## Recorded data
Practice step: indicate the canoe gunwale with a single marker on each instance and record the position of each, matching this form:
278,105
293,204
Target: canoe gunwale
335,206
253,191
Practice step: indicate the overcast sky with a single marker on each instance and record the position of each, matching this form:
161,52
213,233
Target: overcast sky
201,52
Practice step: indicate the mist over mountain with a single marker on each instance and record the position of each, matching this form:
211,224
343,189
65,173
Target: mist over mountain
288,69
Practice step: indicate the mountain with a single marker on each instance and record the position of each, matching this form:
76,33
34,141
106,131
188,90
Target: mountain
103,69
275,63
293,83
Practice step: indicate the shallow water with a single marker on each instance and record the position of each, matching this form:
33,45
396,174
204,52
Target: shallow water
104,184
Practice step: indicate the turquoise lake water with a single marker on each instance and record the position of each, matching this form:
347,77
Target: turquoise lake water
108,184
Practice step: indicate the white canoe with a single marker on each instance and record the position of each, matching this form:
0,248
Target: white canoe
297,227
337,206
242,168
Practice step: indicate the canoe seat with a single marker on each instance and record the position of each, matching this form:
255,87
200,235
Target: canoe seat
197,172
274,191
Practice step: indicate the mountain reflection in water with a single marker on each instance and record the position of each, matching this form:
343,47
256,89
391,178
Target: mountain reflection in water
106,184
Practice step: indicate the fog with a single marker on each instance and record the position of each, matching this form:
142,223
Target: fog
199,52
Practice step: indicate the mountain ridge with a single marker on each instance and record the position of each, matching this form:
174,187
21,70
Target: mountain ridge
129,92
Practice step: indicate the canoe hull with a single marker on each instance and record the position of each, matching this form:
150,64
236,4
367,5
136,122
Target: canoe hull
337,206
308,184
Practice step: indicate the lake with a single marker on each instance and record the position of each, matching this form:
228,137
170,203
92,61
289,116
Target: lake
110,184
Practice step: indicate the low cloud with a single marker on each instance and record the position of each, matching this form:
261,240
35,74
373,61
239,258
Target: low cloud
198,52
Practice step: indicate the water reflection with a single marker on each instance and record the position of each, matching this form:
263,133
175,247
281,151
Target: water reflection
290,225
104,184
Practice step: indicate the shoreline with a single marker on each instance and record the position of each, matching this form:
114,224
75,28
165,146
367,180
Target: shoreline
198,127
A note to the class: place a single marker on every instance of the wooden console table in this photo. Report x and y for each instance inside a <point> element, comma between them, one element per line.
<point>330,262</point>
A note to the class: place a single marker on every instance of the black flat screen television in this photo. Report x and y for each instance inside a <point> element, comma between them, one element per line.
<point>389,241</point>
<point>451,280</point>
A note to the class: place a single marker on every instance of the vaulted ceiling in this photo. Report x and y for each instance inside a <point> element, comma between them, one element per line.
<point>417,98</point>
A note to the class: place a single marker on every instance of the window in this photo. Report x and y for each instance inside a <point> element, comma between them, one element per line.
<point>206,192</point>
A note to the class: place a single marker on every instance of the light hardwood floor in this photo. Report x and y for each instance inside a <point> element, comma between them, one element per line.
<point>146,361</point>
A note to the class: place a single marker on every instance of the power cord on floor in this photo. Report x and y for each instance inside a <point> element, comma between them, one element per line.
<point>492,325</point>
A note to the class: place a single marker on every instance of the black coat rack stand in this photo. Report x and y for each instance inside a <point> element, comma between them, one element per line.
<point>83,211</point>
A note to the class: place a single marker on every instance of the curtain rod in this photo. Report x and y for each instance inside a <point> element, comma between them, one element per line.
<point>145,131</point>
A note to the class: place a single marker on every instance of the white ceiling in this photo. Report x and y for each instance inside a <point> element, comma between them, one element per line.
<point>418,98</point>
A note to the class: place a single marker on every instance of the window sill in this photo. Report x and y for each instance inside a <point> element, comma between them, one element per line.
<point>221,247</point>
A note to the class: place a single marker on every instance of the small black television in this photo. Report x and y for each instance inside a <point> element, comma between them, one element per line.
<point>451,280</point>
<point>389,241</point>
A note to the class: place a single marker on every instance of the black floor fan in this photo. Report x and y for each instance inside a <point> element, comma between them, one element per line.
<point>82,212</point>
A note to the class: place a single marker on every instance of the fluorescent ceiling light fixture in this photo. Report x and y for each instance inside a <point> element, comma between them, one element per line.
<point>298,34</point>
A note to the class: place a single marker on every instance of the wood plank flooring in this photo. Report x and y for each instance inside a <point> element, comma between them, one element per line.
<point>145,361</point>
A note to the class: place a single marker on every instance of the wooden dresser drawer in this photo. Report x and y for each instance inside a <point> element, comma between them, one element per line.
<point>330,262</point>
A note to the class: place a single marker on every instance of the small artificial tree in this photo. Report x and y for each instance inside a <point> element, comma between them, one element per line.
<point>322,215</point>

## Work task
Retype the material above from start to finish without any changes.

## Exercise solution
Practice step: indicate the canoe gunwale with a single marker on each instance and record the position of each, matching this form:
278,105
293,204
Target: canoe gunwale
335,206
253,191
Practice step: indicate the overcast sky with a single marker on each instance and record the position of each, matching this form:
161,52
213,233
Target: overcast sky
201,52
Practice step: indicate the mist over mountain with a single marker on each instance and record the position of each, matching this form:
211,224
343,189
65,173
Target: mist over mountain
288,69
Practice step: indicate the mountain with a single marker on each instance and record the position of each, matching this form:
76,33
34,141
106,131
188,90
Target: mountain
103,69
275,63
293,83
Practice step: indicate the shallow water with a single marker on each instance and record the position of each, matching this form:
33,45
396,174
204,52
Target: shallow water
104,184
Practice step: indicate the turquoise lake water with a single marker on each instance and record the position of each, matching this form:
347,77
Target: turquoise lake water
108,184
Practice step: indicate the white canoe with a single marker on each instance and record the position of each, matching this form:
0,248
Target: white canoe
297,227
337,206
242,168
Practice step: indicate the canoe seat with a single marker on each instance and record the position of each, matching this form:
255,87
200,235
Target: canoe seat
197,172
274,191
Practice step: indicate the mountain reflection in water with a single marker on each instance and record the position of each, matching this form:
343,47
256,89
391,178
Target: mountain reflection in water
106,184
Practice step: indicate the fog with a single marker on each instance and record the position of each, matching this form:
142,223
Target: fog
199,52
Practice step: indicate the mountain ridge with a single marker on each instance and record the position of each, matching this form:
174,187
21,70
Target: mountain ridge
129,92
Practice step: indicate the canoe hull with a single marker on each instance and record the position of each, matching this form:
150,64
236,4
367,5
136,122
Target: canoe hull
337,206
308,184
Practice step: indicate the lake with a single marker on each instance and record the position of each, matching this form:
228,137
170,203
92,61
289,116
Target: lake
110,184
Practice step: indicate the low cloud with a single marker on each instance and record the position of each, matching this form:
261,240
35,74
373,61
239,258
Target: low cloud
198,52
Practice step: indicate the water reflection with a single marker on each instance and record the position of each, matching this form:
263,133
175,247
281,151
Target: water reflection
290,225
104,184
Practice step: indicate the shoreline with a single marker on each instance and record the position of each, matching this form:
114,224
75,28
165,146
367,180
Target: shoreline
198,127
A note to the class: place a single marker on every instance of the wooden console table in this photo. Report x and y for each instance inside a <point> element, comma between them, one element per line.
<point>330,262</point>
A note to the class: place a single marker on every instance of the black flat screen television in this photo. Report x and y for each instance inside a <point> element, comma between them, one element per line.
<point>389,241</point>
<point>451,280</point>
A note to the class: place a single marker on every instance of the vaulted ceiling in this photo. Report x and y for each instance inside a <point> element, comma between them, one element per line.
<point>417,98</point>
A note to the class: place a single marker on every instance of the window in this photo. Report x and y for each instance inside a <point> element, comma between them, one element per line.
<point>206,192</point>
A note to the class: place a single marker on every instance of the light hardwood floor in this photo. Report x and y for each instance inside a <point> element, comma between them, one element per line.
<point>146,361</point>
A note to the class: place a single marker on every instance of the power cord on floor in this photo. Report x and y for each instance inside a <point> element, comma between them, one element per line.
<point>492,325</point>
A note to the class: place a single marker on every instance of the black coat rack stand in this photo. Report x and y for each instance inside a <point> element, comma between them, one element per line.
<point>83,211</point>
A note to the class: place a single marker on every instance of the curtain rod in this photo. Report x and y for each instance inside a <point> element, comma between them, one element per line.
<point>145,131</point>
A note to the class: place a single marker on every instance of the white ceiling in this photo. Report x and y for each instance inside a <point> element, comma between them, one element per line.
<point>418,98</point>
A note to the class: place a single marker on every instance of the window sill in this photo. Report x and y for each instance inside a <point> element, comma between them, one element per line.
<point>221,247</point>
A note to the class: place a single marker on every instance of the small black television in this photo. Report x and y for each instance inside a <point> element, comma between them, one element per line.
<point>451,280</point>
<point>389,241</point>
A note to the class: place a single marker on every instance of the black floor fan in this photo. Report x and y for each instance inside a <point> element, comma between them, one element per line.
<point>82,212</point>
A note to the class: place a single marker on every instance of the fluorescent ceiling light fixture in this photo. Report x and y for each instance inside a <point> element, comma between them, one element per line.
<point>298,34</point>
A note to the class: place a single marker on every instance of the wood plank flooring in this photo. Report x and y for each instance inside a <point> element, comma between them, one element per line.
<point>145,361</point>
A note to the class: place a single marker on every instance of the wooden dresser drawer in this photo. Report x and y for each instance inside a <point> element, comma between them, one element per line.
<point>330,262</point>
A note to the class: place a single marker on every instance of the small artificial tree in this photo. Report x and y for each instance inside a <point> element, comma between them, one element per line.
<point>322,215</point>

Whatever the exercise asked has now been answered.